A run of records:
========================================

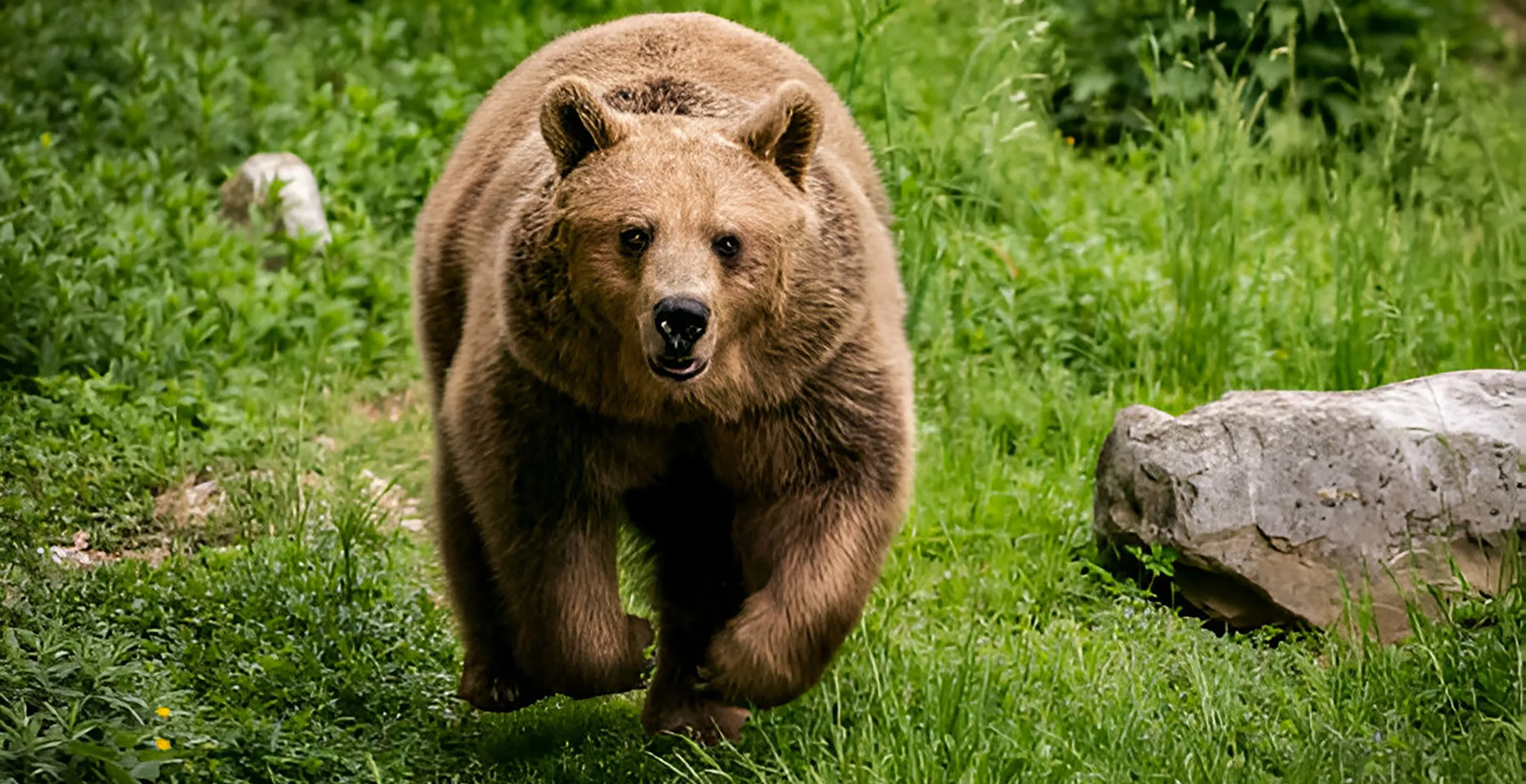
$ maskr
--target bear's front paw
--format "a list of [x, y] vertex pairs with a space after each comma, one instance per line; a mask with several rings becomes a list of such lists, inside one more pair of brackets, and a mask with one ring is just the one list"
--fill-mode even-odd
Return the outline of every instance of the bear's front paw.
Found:
[[742, 725], [752, 714], [699, 696], [652, 694], [641, 711], [641, 726], [652, 735], [673, 732], [711, 746], [742, 738]]
[[700, 677], [725, 702], [783, 705], [809, 688], [801, 677], [804, 662], [789, 654], [790, 642], [777, 615], [743, 612], [710, 642]]
[[546, 696], [546, 689], [530, 683], [513, 667], [473, 660], [461, 668], [461, 683], [456, 686], [456, 697], [478, 711], [494, 714], [517, 711]]

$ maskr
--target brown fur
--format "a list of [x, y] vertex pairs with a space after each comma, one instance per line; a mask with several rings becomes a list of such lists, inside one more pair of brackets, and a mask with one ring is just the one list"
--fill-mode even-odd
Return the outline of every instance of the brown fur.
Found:
[[[913, 474], [890, 210], [830, 85], [705, 14], [560, 38], [488, 93], [415, 233], [461, 696], [638, 688], [617, 528], [652, 545], [650, 732], [736, 738], [858, 622]], [[644, 250], [617, 239], [632, 226]], [[716, 236], [740, 238], [722, 258]], [[658, 299], [707, 369], [658, 377]]]

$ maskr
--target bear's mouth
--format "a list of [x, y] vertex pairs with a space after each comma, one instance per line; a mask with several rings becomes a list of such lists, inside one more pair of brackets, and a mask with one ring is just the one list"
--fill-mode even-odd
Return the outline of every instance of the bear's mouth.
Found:
[[690, 378], [705, 372], [708, 365], [708, 361], [699, 357], [652, 357], [647, 360], [647, 366], [652, 368], [652, 372], [674, 381], [688, 381]]

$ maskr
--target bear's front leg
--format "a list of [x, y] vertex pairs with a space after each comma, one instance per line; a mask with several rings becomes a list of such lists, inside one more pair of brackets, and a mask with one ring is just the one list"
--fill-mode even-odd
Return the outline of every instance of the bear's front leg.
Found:
[[[574, 699], [641, 688], [652, 624], [620, 606], [617, 522], [583, 505], [525, 520], [497, 557], [514, 619], [514, 660], [536, 682]], [[603, 509], [600, 509], [603, 511]]]
[[900, 514], [894, 494], [852, 480], [743, 505], [737, 549], [761, 587], [711, 641], [708, 686], [758, 708], [813, 686], [858, 624]]

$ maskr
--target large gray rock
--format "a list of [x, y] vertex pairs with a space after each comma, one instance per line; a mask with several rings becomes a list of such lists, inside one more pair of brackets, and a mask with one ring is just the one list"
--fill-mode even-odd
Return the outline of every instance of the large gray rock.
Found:
[[1131, 406], [1102, 445], [1093, 514], [1105, 549], [1177, 551], [1181, 595], [1230, 625], [1392, 642], [1407, 606], [1515, 578], [1526, 372], [1231, 392], [1181, 416]]

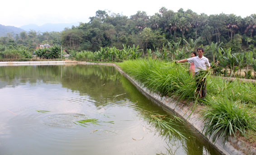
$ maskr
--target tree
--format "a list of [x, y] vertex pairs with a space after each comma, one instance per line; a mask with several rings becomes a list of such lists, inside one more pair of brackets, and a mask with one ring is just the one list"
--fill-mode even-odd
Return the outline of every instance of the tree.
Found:
[[[235, 30], [238, 29], [241, 20], [241, 17], [240, 16], [237, 17], [234, 14], [230, 14], [227, 16], [227, 28], [229, 30], [228, 37], [231, 40], [233, 39]], [[230, 36], [229, 36], [229, 33], [230, 33]]]
[[111, 28], [106, 31], [106, 35], [111, 41], [111, 46], [113, 47], [113, 39], [115, 37], [116, 32], [113, 28]]
[[[149, 28], [145, 28], [141, 32], [141, 36], [143, 42], [145, 44], [145, 50], [148, 48], [149, 42], [152, 40], [153, 34], [151, 29]], [[144, 52], [143, 52], [143, 55]]]
[[250, 16], [246, 17], [245, 19], [246, 29], [245, 32], [250, 32], [251, 37], [252, 36], [252, 33], [256, 29], [256, 14], [252, 14]]
[[210, 15], [209, 17], [209, 25], [214, 28], [216, 42], [220, 43], [222, 31], [226, 30], [227, 16], [222, 13], [220, 14]]

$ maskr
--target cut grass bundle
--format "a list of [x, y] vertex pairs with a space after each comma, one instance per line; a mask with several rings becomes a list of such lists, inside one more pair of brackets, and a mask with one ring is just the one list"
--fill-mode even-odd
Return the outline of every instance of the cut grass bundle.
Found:
[[[197, 77], [189, 75], [186, 64], [149, 58], [125, 61], [118, 65], [150, 91], [194, 102], [193, 109], [199, 100], [196, 91]], [[207, 79], [207, 94], [200, 99], [208, 106], [202, 116], [206, 134], [213, 136], [214, 141], [222, 136], [227, 140], [229, 135], [235, 136], [237, 131], [245, 135], [248, 130], [255, 131], [255, 84], [211, 77], [208, 76], [209, 70], [203, 73], [199, 78]]]
[[256, 129], [255, 113], [238, 101], [217, 98], [212, 99], [209, 105], [203, 112], [203, 131], [213, 142], [222, 137], [227, 141], [229, 136], [236, 136], [237, 131], [246, 136], [246, 130]]

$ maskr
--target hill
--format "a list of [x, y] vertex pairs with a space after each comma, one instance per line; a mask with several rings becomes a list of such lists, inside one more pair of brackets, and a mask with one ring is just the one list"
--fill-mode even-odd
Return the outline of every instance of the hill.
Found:
[[24, 30], [12, 26], [5, 26], [0, 24], [0, 37], [5, 37], [7, 33], [11, 33], [14, 37], [16, 34], [19, 34]]
[[30, 29], [35, 30], [36, 32], [60, 32], [63, 31], [65, 28], [71, 28], [73, 25], [74, 26], [78, 26], [79, 23], [46, 23], [42, 26], [38, 26], [36, 24], [28, 24], [22, 26], [19, 28], [25, 30], [26, 31], [29, 31]]

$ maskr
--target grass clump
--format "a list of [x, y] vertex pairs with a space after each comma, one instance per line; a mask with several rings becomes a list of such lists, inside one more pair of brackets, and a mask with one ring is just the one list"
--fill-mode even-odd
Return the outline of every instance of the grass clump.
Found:
[[[186, 64], [149, 58], [126, 61], [117, 64], [150, 91], [178, 100], [194, 102], [193, 107], [198, 100], [196, 83], [198, 77], [189, 74]], [[205, 79], [207, 85], [206, 97], [200, 100], [207, 105], [202, 115], [205, 134], [215, 141], [221, 137], [227, 141], [229, 136], [236, 136], [237, 132], [245, 136], [251, 131], [254, 132], [255, 84], [208, 76], [209, 70], [202, 75], [199, 78]]]
[[246, 136], [246, 131], [256, 129], [255, 114], [249, 111], [239, 102], [227, 97], [212, 99], [202, 113], [203, 131], [213, 137], [213, 142], [222, 137], [227, 141], [229, 136], [236, 136], [238, 131]]

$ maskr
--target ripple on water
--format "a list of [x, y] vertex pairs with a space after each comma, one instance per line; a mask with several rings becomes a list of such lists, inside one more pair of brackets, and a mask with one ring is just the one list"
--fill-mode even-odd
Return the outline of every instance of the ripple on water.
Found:
[[88, 119], [88, 117], [84, 114], [58, 113], [47, 116], [43, 122], [50, 126], [70, 127], [77, 125], [76, 122], [85, 119]]

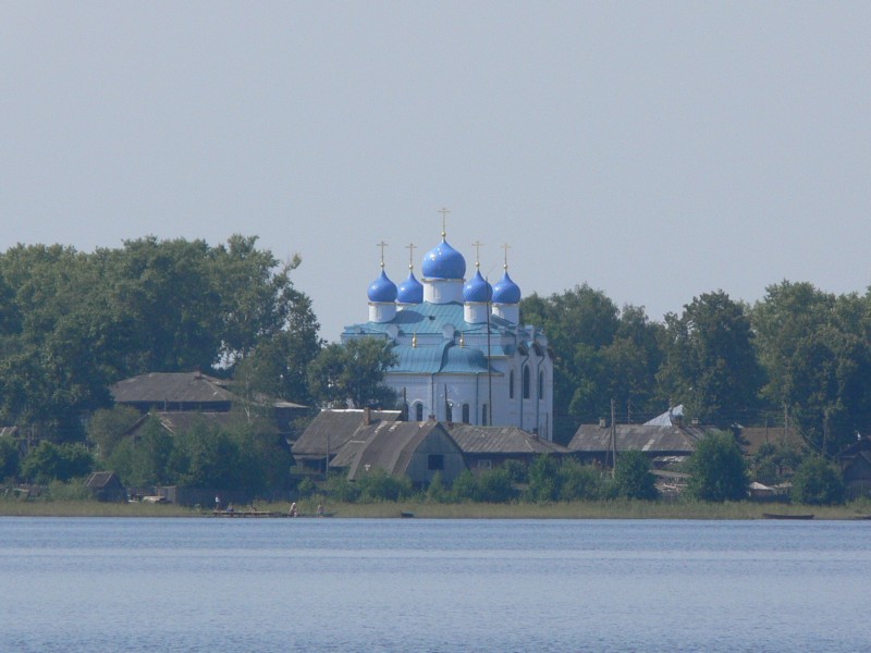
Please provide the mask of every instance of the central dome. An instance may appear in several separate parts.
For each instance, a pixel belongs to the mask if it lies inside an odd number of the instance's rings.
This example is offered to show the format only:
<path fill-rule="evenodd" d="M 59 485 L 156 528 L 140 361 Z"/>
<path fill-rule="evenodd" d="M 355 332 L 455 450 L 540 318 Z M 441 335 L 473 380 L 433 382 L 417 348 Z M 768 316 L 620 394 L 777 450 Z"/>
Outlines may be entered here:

========================================

REQUEST>
Recast the entries above as a numbered list, one line per item, with blank lines left out and the pictures omitted.

EXPECTED ANSWER>
1. $ maskr
2. --target bear's front paw
3. --format "a list of [x, y] vertex pairs with a space after each comma, one instance per line; a mask with several rings becomes a list of such lists, inside one more pair of brackets, and a mask with one ring is just the one list"
4. --fill-mode even-odd
5. Return the outline of every instance of the bear's front paw.
6. Found:
7. [[742, 725], [752, 714], [699, 696], [652, 694], [641, 711], [641, 726], [652, 735], [673, 732], [711, 746], [742, 738]]
8. [[700, 677], [725, 702], [783, 705], [809, 688], [801, 677], [804, 662], [789, 654], [790, 642], [777, 615], [743, 612], [710, 642]]
9. [[546, 696], [546, 689], [530, 683], [513, 667], [473, 660], [461, 668], [461, 683], [456, 686], [456, 697], [478, 711], [494, 714], [517, 711]]
10. $ maskr
11. --target brown fur
12. --format "a list of [x, y] vertex pairs with a space after each comma, one instance per line; a mask with several rings becomes a list of such lists, inside one more pair of brackets, and a mask with one ring is just the one list"
13. --fill-mode even-odd
14. Return the outline of every instance of the brown fur.
15. Found:
16. [[[913, 474], [890, 210], [830, 85], [705, 14], [560, 38], [488, 93], [415, 233], [461, 696], [638, 688], [617, 528], [652, 545], [650, 732], [736, 738], [858, 622]], [[644, 250], [617, 239], [632, 226]], [[716, 236], [740, 238], [722, 258]], [[658, 299], [707, 369], [658, 377]]]
17. $ maskr
18. --target bear's mouth
19. --format "a list of [x, y] vertex pairs with a space after each comma, one instance per line; a mask with several rings becomes a list of such lists, inside one more pair of brackets, and a mask with one ring is just the one list"
20. --fill-mode even-odd
21. Return the outline of every instance of the bear's mouth.
22. Found:
23. [[690, 378], [705, 372], [708, 365], [708, 361], [699, 357], [652, 357], [647, 360], [647, 366], [652, 368], [652, 372], [674, 381], [688, 381]]
24. $ maskr
25. --target bear's front leg
26. --format "a list of [x, y] vertex pairs with a space after each comma, one instance per line; a mask with several rings becomes a list of such lists, inside one more pair of brackets, and a mask with one ring is just the one list"
27. --fill-mode even-odd
28. Return the outline of every instance of the bear's front leg.
29. Found:
30. [[[574, 699], [641, 688], [652, 624], [620, 606], [617, 522], [583, 505], [525, 520], [497, 557], [514, 619], [514, 660], [536, 682]], [[603, 509], [600, 509], [603, 511]]]
31. [[900, 514], [894, 494], [852, 480], [743, 505], [737, 549], [761, 587], [711, 641], [708, 686], [758, 708], [813, 686], [858, 624]]
32. $ maskr
33. --target large gray rock
34. --format "a list of [x, y] vertex pairs with a space after each comma, one instance per line; a mask with several rings becomes a list of such lists, inside one more pair of brackets, and a mask with one ring is just the one list"
35. --fill-mode even-odd
36. Return the outline of every instance of the large gray rock.
37. Found:
38. [[1131, 406], [1102, 445], [1093, 514], [1105, 549], [1177, 551], [1181, 595], [1230, 625], [1392, 642], [1407, 606], [1515, 578], [1526, 372], [1231, 392], [1181, 416]]
39. $ maskr
40. --target tree
41. --format "a list of [x, y] vertex pairs with a space after each comma, one instance per line; a mask with several rings becomes a list of such lists, inside one more pair of brackets, and a mask with one ring is just the one list"
42. --fill-mode even-odd
43. Return the outline of every instance of the tree.
44. Found:
45. [[[235, 30], [238, 29], [241, 20], [241, 17], [240, 16], [237, 17], [234, 14], [230, 14], [227, 16], [227, 28], [229, 30], [228, 37], [231, 40], [233, 39]], [[230, 36], [229, 36], [229, 33], [230, 33]]]
46. [[111, 28], [106, 31], [106, 35], [111, 41], [111, 46], [113, 47], [113, 39], [115, 37], [116, 32], [113, 28]]
47. [[[149, 28], [145, 28], [141, 32], [141, 36], [143, 42], [145, 44], [145, 50], [148, 48], [149, 42], [152, 40], [153, 34], [151, 29]], [[144, 52], [143, 52], [143, 55]]]
48. [[250, 16], [246, 17], [245, 19], [246, 29], [245, 32], [250, 32], [251, 37], [252, 36], [252, 33], [256, 29], [256, 14], [252, 14]]
49. [[210, 15], [209, 17], [209, 25], [214, 28], [216, 42], [220, 43], [222, 31], [226, 30], [227, 16], [222, 13], [220, 14]]
50. $ maskr
51. --target cut grass bundle
52. --format "a list of [x, y] vertex pairs with a space after each comma, one instance per line; a mask with several rings becomes a list of such lists, inside one more pair of brackets, and a mask with one ring is just the one list"
53. --fill-mode even-odd
54. Return the outline of every instance of the cut grass bundle.
55. Found:
56. [[[197, 77], [189, 75], [186, 64], [149, 58], [125, 61], [118, 65], [150, 91], [194, 102], [193, 109], [199, 100], [196, 91]], [[207, 79], [207, 94], [200, 99], [208, 106], [202, 116], [206, 134], [213, 136], [214, 141], [222, 136], [227, 140], [229, 135], [235, 136], [237, 131], [245, 135], [248, 130], [255, 131], [255, 84], [211, 77], [208, 76], [209, 70], [203, 73], [199, 78]]]
57. [[256, 129], [255, 113], [238, 101], [217, 98], [212, 99], [209, 105], [203, 112], [203, 131], [213, 142], [222, 137], [227, 141], [229, 136], [236, 136], [237, 131], [246, 136], [246, 130]]
58. $ maskr
59. --target hill
60. --format "a list of [x, y] vertex pairs with a space after each comma, one instance per line; a mask with several rings becomes a list of such lists, inside one more pair of brackets, and a mask with one ring is just the one list"
61. --fill-mode even-odd
62. Return the outline of every instance of the hill.
63. Found:
64. [[24, 30], [12, 26], [5, 26], [0, 24], [0, 37], [5, 37], [7, 33], [11, 33], [14, 37], [16, 34], [19, 34]]
65. [[30, 29], [35, 30], [36, 32], [60, 32], [63, 31], [65, 28], [71, 28], [73, 25], [74, 26], [78, 26], [79, 23], [46, 23], [42, 26], [38, 26], [36, 24], [28, 24], [22, 26], [19, 28], [25, 30], [26, 31], [29, 31]]
66. $ maskr
67. --target grass clump
68. --format "a list of [x, y] vertex pairs with a space after each comma, one instance per line; a mask with several rings becomes a list of such lists, inside one more pair of brackets, and a mask with one ring is just the one list"
69. --fill-mode even-odd
70. Return the outline of every instance of the grass clump.
71. Found:
72. [[[186, 64], [149, 58], [126, 61], [117, 64], [150, 91], [178, 100], [194, 102], [193, 107], [198, 100], [196, 83], [198, 77], [189, 74]], [[205, 79], [207, 85], [206, 97], [200, 100], [207, 105], [202, 115], [205, 134], [215, 141], [221, 137], [227, 141], [229, 136], [236, 136], [237, 132], [245, 136], [251, 131], [254, 132], [255, 84], [208, 76], [209, 70], [202, 75], [199, 78]]]
73. [[246, 136], [246, 131], [256, 129], [255, 114], [249, 111], [239, 102], [227, 97], [212, 99], [202, 113], [203, 131], [213, 137], [213, 142], [222, 137], [227, 141], [229, 136], [236, 136], [238, 131]]
74. $ maskr
75. --target ripple on water
76. --format "a list of [x, y] vertex pairs with a space after each comma, one instance per line; a mask with several rings becomes a list of such lists, inside one more pair of brackets, and a mask with one ring is just the one list"
77. --fill-mode even-odd
78. Return the outline of every instance of the ripple on water.
79. Found:
80. [[88, 119], [88, 117], [84, 114], [58, 113], [47, 116], [43, 122], [50, 126], [70, 127], [77, 125], [76, 122], [85, 119]]
81. Please provide the mask of every instance of the central dome. An instance may appear in several separate parts.
82. For each instance, a pixel belongs to the mask if it lies inside an odd number of the instance's rings.
83. This example is offered to show the format only:
84. <path fill-rule="evenodd" d="M 59 485 L 156 528 L 140 361 Z"/>
85. <path fill-rule="evenodd" d="M 355 332 L 455 450 L 540 318 Z M 441 335 L 473 380 L 433 382 L 417 348 Z M 768 316 L 620 394 L 777 450 Z"/>
86. Outlines may be entered here:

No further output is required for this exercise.